» TEXT SHOWN:
——————————

I STARTED dating a man two-and-a-half months ago. We live 700 km apart because I am away at university, but we have, nevertheless, been seeing each other every two weeks or so. This is his first relationship in over five years.
Just when we seem to be getting closer, he pushes me away with a cold or rude comment. Sometimes it’s about the long distance and the uncertainty over where I will be living after school; but sometimes it’s much more personal. For instance, he will tell me I’m too quiet, too shy, too young, too blonde, too unsettled, too inexperienced, too small, or too vegetarian.
At other times, he searches for critical flaws in my lifestyle. It’s almost as though he is expecting me to admit I’m a cocaine addict, have a serious mental illness, or work as an escort. I don’t understand what makes him so suspicious and condescending.
I am only slightly younger than him, and I’m very dedicated to my doctorate programme, which certainly doesn’t leave a lot of time for cocaine binges or moonlighting as an escort.

——————————

» WHAT THE TASK ASKS: Copy the letter word for word from "I STARTED dating" to "or too vegetarian.".

» DATASET CONTENT:
——————————

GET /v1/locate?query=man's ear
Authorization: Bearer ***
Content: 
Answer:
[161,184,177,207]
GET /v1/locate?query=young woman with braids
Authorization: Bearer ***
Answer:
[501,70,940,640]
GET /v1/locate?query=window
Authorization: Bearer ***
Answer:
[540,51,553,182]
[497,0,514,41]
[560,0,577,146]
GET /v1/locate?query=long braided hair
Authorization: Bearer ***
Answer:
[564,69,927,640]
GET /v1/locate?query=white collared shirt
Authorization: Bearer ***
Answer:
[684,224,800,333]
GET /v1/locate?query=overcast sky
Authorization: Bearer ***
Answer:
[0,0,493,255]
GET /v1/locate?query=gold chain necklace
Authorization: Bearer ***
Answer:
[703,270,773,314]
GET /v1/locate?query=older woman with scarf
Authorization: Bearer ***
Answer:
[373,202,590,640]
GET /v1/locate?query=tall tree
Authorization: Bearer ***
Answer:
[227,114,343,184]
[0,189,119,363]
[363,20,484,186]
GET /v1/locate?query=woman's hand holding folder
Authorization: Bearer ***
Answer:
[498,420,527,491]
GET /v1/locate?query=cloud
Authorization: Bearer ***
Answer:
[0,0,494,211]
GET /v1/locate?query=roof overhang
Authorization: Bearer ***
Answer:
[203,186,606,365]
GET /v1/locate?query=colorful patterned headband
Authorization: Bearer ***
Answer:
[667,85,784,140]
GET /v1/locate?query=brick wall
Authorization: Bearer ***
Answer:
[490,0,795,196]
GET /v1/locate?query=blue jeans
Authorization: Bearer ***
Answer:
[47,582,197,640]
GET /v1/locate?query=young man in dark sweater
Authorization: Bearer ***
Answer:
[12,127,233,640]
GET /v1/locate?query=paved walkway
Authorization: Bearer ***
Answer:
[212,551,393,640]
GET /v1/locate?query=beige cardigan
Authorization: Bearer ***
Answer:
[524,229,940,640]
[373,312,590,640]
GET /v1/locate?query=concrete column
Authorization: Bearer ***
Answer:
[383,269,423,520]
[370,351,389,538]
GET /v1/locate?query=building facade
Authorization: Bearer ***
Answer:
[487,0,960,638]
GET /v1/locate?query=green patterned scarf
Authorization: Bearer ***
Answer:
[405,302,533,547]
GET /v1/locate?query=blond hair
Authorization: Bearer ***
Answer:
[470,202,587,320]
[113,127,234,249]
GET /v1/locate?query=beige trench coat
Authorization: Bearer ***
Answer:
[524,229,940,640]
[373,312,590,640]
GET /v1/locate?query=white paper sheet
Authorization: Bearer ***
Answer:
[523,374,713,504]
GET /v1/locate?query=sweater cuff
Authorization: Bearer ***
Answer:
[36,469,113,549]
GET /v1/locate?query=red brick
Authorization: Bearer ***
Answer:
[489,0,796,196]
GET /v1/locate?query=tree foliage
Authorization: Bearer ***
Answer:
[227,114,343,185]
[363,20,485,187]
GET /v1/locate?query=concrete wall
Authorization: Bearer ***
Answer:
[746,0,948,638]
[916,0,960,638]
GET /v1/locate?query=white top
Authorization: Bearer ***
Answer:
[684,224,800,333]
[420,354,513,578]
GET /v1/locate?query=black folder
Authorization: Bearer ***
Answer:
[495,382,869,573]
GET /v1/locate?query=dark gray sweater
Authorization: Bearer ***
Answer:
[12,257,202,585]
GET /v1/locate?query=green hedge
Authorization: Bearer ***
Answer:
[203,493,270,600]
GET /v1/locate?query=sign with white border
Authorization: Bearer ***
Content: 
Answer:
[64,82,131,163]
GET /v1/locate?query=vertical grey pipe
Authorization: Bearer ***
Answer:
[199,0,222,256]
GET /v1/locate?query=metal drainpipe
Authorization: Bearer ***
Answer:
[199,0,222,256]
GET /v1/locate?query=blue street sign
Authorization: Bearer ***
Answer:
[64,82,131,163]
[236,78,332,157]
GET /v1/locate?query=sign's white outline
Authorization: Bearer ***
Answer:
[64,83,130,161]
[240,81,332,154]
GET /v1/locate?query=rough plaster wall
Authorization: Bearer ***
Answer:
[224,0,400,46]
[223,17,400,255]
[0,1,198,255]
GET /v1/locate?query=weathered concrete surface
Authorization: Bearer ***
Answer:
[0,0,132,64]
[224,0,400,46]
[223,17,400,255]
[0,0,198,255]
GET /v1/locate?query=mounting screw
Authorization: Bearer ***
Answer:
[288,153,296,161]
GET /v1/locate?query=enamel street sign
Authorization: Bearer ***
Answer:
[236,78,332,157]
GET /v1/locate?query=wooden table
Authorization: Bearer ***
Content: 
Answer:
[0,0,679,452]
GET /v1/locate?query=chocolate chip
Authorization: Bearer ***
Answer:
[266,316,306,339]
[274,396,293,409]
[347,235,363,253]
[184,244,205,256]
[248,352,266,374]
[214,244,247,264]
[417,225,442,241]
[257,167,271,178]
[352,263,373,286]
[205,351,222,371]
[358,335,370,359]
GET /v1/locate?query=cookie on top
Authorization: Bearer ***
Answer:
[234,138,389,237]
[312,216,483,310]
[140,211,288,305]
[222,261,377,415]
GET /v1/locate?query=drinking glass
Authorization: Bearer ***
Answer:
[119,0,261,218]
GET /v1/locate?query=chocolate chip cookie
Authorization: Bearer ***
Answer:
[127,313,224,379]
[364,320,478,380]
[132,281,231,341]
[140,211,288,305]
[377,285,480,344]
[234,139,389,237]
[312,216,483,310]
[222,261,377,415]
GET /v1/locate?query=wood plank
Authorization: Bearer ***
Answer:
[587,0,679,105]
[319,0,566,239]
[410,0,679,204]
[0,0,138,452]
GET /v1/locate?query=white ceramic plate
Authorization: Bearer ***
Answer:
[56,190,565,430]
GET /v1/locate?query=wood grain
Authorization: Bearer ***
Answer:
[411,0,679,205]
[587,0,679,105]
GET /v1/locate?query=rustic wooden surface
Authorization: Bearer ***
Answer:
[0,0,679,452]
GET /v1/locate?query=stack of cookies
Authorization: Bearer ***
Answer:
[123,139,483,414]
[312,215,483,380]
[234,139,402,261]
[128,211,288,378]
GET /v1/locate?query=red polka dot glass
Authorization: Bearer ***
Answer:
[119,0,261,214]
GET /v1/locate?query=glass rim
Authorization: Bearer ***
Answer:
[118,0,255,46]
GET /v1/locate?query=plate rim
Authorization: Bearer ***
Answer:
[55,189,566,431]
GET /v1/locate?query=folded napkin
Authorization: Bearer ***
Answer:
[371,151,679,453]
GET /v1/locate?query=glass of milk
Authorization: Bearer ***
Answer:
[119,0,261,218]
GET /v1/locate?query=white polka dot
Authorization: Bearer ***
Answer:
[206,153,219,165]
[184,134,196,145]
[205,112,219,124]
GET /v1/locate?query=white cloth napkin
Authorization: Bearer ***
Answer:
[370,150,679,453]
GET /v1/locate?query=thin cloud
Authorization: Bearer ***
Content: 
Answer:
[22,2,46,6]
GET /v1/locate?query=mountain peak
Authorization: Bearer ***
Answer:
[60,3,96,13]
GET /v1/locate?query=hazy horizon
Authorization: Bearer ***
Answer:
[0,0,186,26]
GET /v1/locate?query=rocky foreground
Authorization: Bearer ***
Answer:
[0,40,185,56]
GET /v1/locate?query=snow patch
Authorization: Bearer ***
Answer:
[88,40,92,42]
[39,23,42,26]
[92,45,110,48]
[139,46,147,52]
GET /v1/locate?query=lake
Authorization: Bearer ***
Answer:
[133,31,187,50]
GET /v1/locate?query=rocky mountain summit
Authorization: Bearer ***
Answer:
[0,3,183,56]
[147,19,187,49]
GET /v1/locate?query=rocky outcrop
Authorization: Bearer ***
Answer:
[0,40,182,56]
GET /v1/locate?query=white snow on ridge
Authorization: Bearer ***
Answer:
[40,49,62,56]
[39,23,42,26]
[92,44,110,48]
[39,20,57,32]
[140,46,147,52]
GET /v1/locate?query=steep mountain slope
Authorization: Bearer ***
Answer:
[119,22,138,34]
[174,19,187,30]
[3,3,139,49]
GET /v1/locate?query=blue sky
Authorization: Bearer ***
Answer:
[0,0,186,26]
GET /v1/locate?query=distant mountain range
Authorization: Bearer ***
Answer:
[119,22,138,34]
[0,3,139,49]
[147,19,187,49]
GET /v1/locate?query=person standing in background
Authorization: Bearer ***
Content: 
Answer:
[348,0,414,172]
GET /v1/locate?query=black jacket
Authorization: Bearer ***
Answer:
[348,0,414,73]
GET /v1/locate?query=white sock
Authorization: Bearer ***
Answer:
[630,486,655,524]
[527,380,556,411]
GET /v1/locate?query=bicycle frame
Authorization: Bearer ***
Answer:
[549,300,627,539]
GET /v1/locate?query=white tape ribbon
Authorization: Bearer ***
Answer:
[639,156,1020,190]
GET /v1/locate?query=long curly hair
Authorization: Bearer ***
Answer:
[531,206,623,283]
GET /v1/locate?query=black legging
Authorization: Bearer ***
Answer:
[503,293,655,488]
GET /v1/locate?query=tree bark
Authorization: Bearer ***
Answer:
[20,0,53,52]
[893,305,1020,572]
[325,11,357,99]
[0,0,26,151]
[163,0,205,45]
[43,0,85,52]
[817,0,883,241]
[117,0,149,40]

——————————

» EXERCISE RESPONSE:
I STARTED dating a man two-and-a-half months ago. We live 700 km apart because I am away at university, but we have, nevertheless, been seeing each other every two weeks or so. This is his first relationship in over five years.
Just when we seem to be getting closer, he pushes me away with a cold or rude comment. Sometimes it’s about the long distance and the uncertainty over where I will be living after school; but sometimes it’s much more personal. For instance, he will tell me I’m too quiet, too shy, too young, too blonde, too unsettled, too inexperienced, too small, or too vegetarian.